▶ [TASK ITEM]: Give the records again exactly, with every character kept.

======== DATASET EXTRACT

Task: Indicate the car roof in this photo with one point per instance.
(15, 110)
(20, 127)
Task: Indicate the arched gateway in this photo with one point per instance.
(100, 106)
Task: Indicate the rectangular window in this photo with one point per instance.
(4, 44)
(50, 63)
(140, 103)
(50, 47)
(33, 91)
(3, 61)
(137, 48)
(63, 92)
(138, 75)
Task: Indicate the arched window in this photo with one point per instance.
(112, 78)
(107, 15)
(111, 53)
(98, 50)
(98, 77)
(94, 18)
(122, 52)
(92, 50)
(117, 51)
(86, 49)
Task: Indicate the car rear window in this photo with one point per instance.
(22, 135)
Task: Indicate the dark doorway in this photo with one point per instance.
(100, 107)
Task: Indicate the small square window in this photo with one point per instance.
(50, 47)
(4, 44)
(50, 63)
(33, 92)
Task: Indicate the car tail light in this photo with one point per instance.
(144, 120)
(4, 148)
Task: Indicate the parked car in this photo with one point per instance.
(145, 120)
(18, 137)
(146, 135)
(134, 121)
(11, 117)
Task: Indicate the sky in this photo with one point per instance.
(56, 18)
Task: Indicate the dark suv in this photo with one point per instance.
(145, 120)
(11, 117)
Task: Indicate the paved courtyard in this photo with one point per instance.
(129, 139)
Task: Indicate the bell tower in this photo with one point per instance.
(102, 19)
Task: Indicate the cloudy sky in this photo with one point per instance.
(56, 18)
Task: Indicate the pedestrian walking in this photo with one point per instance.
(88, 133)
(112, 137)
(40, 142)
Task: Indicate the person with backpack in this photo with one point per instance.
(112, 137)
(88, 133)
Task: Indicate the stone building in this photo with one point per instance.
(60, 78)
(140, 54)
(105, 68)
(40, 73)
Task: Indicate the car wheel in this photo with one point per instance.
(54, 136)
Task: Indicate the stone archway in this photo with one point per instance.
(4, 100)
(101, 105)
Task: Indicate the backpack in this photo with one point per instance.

================

▶ [ANSWER BELOW]:
Task: Indicate the car roof in this photo with one point per instance.
(15, 110)
(20, 127)
Task: Indicate the arched gateway in this photo with one point per instance.
(100, 106)
Task: Indicate the rectangular window in this photo with one point per instance.
(4, 44)
(50, 63)
(140, 103)
(50, 47)
(33, 91)
(3, 61)
(137, 48)
(63, 92)
(138, 75)
Task: Indicate the arched window in this photo with one point per instance.
(112, 78)
(107, 15)
(111, 53)
(98, 50)
(98, 77)
(94, 18)
(122, 52)
(92, 50)
(117, 51)
(86, 49)
Task: Indicate the car rear window in this photo with one point per instance.
(22, 135)
Task: Indicate the dark doorway in this photo with one point per instance.
(100, 107)
Task: Indicate the small square window in this photo with one point per instance.
(50, 47)
(4, 44)
(50, 63)
(33, 92)
Task: Indicate the car tail light in this photo with one point per instance.
(144, 120)
(4, 148)
Task: Indicate the parked car in this photo with one point per instance.
(145, 120)
(18, 137)
(146, 135)
(134, 121)
(11, 117)
Task: Indicate the sky in this photo with one point per instance.
(56, 18)
Task: Indicate the dark suv in this photo with one point per instance.
(145, 120)
(11, 117)
Task: Indicate the paved courtyard in this photo with one point per instance.
(129, 139)
Task: Indicate the bell tower in this photo with one point per instance.
(102, 19)
Task: Indicate the cloudy sky in this photo with one point per instance.
(56, 18)
Task: Indicate the pedestrian walking in this photo with one point per instance.
(88, 133)
(112, 137)
(40, 142)
Task: Indicate the person with backpack in this photo with one point per instance.
(112, 137)
(88, 133)
Task: Indicate the stone building in this photo with one point per instance.
(60, 78)
(140, 54)
(105, 68)
(40, 73)
Task: Indicate the car wheel in this photo with one point per instance.
(54, 136)
Task: Indicate the stone archway in this photo with one point per instance.
(4, 100)
(101, 105)
Task: Indicate the backpack in this photo with one point per instance.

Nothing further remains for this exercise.